* begin READING TEXT *

Relay-Version: version B 2.10 5/3/83; site utzoo.UUCP
Path: utzoo!mnetor!uunet!seismo!rochester!PT!andrew.cmu.edu!bas+
From: bas+@andrew.cmu.edu (Bruce Sherwood)
Newsgroups: comp.std.internat
Subject: A full solution
Message-ID: <EVAuUvy00jaUg8g0aL@andrew.cmu.edu>
Date: Wed, 26-Aug-87 23:32:11 EDT
Article-I.D.: andrew.EVAuUvy00jaUg8g0aL
Posted: Wed Aug 26 23:32:11 1987
Date-Received: Sat, 29-Aug-87 09:14:35 EDT
Organization: Carnegie Mellon University
Lines: 100
In-Reply-To: <2276@zeus.TEK.COM>


I'm distressed by the nature of the new ISO Latin scheme (ISO 8859-1).  There
already appeared some time ago ISO 6937 which covers nearly ALL languages
which use Roman-letter alphabets (with the exception of Vietnamese), whereas
the new ISO 8859 covers only some languages.  ISO 8859-1 seems a very major
step backwards.  The processing of non-English text in computer systems has
been plagued by one half-solution after another.  Just when things were
looking up (with ISO 6937), along comes a new and different standard which is
much more limited in scope.

ISO 6937, like ISO 8859, uses 8-bit codes to provide an additional 96
characters.  About 30 of these are special characters not formable from
diacritics (e.g., Icelandic thorn, or undotted i).  There is a full set of
diacritics, which precede the letter they modify.  You can think of them as
non-spacing characters (so that the following letter prints on top of the
diacritic).  A better way to think of them however is as "alert" codes,
specifying that it and the following code form a 16-bit specification for a
character.  The actual dot pattern may be formed by superposition, or it may
be stored in a separate "rendering" set (to make a better-looking character
than could be produced by superimposing a letter and a separate diacritic).
The rest of the 96 extra characters are punctuation (such as inverted
exclamation and question for Spanish), some math symbols, etc.  In fact, the
first 32 characters of ISO 8859 are nearly identical to the first 32 8-bit
characters of ISO 6937.

There is something exceedingly strange about ISO 8859-1.  Appendix A lists
countries rather than languages for which the standard is valid.  This is
awfully peculiar.  For example, Spain is in the list.  But Catalan is a very
important language in Spain, and in fact it is the language of the
technologically most developed part of the country (the region containing
Barcelona).  And it appears that ISO 8859-1 does not handle Catalan (dotted
L)!  And I note that the ligatured ij of Dutch is missing.  And the
"apostrophe-n" of Afrikaans.  And neither 8859-1 nor 8859-2 can handle
Esperanto (a language which I use a lot).  The ISO 6937 scheme handles all of
these languages.

* end READING TEXT *

**TO DO**
a: In the post about ISO character standards, which Roman-alphabet language does ISO 6937 not cover?
b: Rewrite the paragraph of the ISO character standards post that begins "ISO 6937, like ISO 8859" as a short bulleted list that keeps its main facts.
c: Continue the post about ISO character standards, starting after its last sentence.

* begin RECORDS PROVIDED *

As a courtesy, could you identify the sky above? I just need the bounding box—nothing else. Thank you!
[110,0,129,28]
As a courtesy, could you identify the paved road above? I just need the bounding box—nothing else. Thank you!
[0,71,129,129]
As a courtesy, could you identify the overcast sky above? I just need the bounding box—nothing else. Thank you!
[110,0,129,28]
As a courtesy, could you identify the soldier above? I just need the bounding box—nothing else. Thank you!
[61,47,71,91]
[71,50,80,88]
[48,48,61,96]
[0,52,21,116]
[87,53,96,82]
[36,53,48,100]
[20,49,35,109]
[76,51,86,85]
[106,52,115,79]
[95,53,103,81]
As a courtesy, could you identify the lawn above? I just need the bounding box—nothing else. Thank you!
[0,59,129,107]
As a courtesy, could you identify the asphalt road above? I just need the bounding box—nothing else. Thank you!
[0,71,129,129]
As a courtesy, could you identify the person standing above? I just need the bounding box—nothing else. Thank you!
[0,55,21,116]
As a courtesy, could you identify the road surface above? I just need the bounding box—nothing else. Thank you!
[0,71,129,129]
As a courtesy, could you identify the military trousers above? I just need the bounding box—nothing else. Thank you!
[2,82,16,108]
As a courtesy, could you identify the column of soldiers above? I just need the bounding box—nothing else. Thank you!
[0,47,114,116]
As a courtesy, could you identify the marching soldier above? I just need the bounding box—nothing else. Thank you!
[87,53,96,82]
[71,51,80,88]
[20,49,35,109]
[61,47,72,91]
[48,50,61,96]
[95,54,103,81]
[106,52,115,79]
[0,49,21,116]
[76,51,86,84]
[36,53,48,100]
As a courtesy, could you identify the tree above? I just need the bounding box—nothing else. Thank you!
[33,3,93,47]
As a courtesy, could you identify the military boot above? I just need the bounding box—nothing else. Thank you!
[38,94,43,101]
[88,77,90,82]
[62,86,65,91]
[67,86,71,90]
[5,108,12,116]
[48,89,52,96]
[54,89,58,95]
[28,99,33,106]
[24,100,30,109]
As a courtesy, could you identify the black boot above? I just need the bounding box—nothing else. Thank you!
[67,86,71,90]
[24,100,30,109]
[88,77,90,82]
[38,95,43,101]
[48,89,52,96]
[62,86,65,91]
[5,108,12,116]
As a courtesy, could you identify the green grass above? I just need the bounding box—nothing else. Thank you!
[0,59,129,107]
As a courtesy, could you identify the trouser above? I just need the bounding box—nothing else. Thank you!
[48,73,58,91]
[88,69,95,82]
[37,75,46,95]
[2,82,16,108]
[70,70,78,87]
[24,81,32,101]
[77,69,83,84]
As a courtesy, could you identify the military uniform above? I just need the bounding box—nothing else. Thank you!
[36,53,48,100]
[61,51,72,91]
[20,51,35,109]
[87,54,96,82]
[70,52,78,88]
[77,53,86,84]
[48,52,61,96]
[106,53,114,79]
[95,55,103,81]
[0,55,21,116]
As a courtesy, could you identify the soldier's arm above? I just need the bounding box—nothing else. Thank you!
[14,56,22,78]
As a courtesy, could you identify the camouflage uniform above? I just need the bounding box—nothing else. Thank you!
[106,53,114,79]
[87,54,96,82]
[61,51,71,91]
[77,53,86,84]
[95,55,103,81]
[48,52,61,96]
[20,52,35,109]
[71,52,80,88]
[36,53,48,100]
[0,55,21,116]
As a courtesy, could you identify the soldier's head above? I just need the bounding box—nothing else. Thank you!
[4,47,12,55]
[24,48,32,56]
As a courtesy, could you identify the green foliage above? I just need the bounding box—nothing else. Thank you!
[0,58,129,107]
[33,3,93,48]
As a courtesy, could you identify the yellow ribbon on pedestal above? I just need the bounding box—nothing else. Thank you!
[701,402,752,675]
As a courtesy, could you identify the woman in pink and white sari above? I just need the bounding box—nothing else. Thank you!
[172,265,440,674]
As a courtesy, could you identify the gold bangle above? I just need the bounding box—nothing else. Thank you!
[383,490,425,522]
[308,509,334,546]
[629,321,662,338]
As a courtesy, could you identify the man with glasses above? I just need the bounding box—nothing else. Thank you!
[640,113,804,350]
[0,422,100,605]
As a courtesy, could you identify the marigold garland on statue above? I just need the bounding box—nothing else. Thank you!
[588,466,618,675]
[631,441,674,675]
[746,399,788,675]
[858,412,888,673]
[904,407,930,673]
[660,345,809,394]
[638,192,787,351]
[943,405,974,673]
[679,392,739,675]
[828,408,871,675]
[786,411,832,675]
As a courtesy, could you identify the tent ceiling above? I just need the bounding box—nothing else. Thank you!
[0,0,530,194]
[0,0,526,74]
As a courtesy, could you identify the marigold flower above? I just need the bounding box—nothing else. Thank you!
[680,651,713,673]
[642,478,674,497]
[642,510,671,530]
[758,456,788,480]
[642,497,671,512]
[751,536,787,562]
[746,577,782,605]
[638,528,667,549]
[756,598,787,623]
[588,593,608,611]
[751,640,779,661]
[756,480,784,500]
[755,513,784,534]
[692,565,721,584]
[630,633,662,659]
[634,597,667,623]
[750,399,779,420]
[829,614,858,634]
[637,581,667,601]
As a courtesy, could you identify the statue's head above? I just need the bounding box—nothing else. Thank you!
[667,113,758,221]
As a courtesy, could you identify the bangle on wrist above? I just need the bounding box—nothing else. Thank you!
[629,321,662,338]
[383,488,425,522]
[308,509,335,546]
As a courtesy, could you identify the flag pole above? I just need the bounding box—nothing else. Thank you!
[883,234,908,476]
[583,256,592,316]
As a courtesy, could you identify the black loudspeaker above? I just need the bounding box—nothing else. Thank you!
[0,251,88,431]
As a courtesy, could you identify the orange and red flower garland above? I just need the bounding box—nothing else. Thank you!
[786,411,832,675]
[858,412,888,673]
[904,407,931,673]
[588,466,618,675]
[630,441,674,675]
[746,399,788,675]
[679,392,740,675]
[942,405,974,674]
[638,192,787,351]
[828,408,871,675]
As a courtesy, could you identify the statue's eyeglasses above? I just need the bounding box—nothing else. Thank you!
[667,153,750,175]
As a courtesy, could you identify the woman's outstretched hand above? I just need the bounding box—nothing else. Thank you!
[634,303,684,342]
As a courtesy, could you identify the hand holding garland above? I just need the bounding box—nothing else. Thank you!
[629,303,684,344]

* end RECORDS PROVIDED *

**TASK-BY-TASK OUTPUTS**
a: Vietnamese.

b:
- Like ISO 8859, ISO 6937 uses 8-bit codes to add 96 characters.
- About 30 of these are special characters that cannot be formed from diacritics, such as Icelandic thorn or undotted i.
- A full set of diacritics precedes the letter each one modifies. They are best seen as "alert" codes that join with the following code to form a 16-bit character specification.
- The printed character may be formed by superposition or taken from a separate "rendering" set, which looks better.
- The remaining extra characters are punctuation, such as Spanish inverted exclamation and question marks, along with some math symbols.
- The first 32 characters of ISO 8859 are nearly identical to the first 32 8-bit characters of ISO 6937.

c:
Here is a quote from a discussion of ISO 8859 (Tim Lasko,
lasko@video.dec.com, DEC, writing in comp.std.internat):  "We (the U.S., ASC
X3L2) realized a bit too late that certain characters needed to properly
represent the Welsh language (w and y with circumflex) weren't conveniently
available in any of the ISO 8859 sets, and tried to change Part 4 to include
them.  However, there was neither room nor consensus within the ISO committee
to include these, so these too do not exist in any of the ISO 8859 code
tables.  (Arguably, the BSI should have been looking out for the requirements
of Welsh, but for a number of reasons that I choose not to go into here, they
did not.)"

This case of Welsh is another sad example of ISO 8859 catering to countries
rather than to languages...  And even in the face of the excellent work of
ISO 6937, which contains a listing of the diacritic needs for 41 languages,
including Welsh, which is listed as needing w any y with circumflex.  I can't
understand why the people working on 8859 didn't check their work against the
comprehensive list given in 6937.  The 41 languages covered by 6937 are
Afrikaans, Albanian, Basque, Breton, Catalan, Croat, Czech, Danish, Dutch,
English, Esperanto, Estonian, Faroese, Finnish, French, Frisian, Galician,
German, Greenlandic, Hungarian, Icelandic, Irish, Italian, Lapp, Latvian,
Lithuanian, Maltese, Norwegian, Occitan, Polish, Portuguese, Rhaeto-Romanic,
Romanian, Scots Gaelic, Slovak, Slovene, Sorbian, Spanish, Swedish, Turkish,
and Welsh.

It seems most unfortunate in this day of laser printers and fancy displays
and sophisticated window managers to implement yet another half solution, one
which is only sort of valid for some region of the globe, and even there is
valid only for "national" rather than regional languages.

The extensive multi-lingual Xerox scheme contains 6937 as one of the basic
sets.  The AT&T Videotex scheme is based on 6937.  The basic coding scheme in
PostScript is a subset of 6937 (it contains all of the 6937 diacritics, and
some of the 6937 special characters such as AE, in the same slots as 6937,
but it leaves many slots unused).  It may be that suddently 6937 is out of
favor because it "didn't fully catch on," but it seems tragic to back off
from a full solution.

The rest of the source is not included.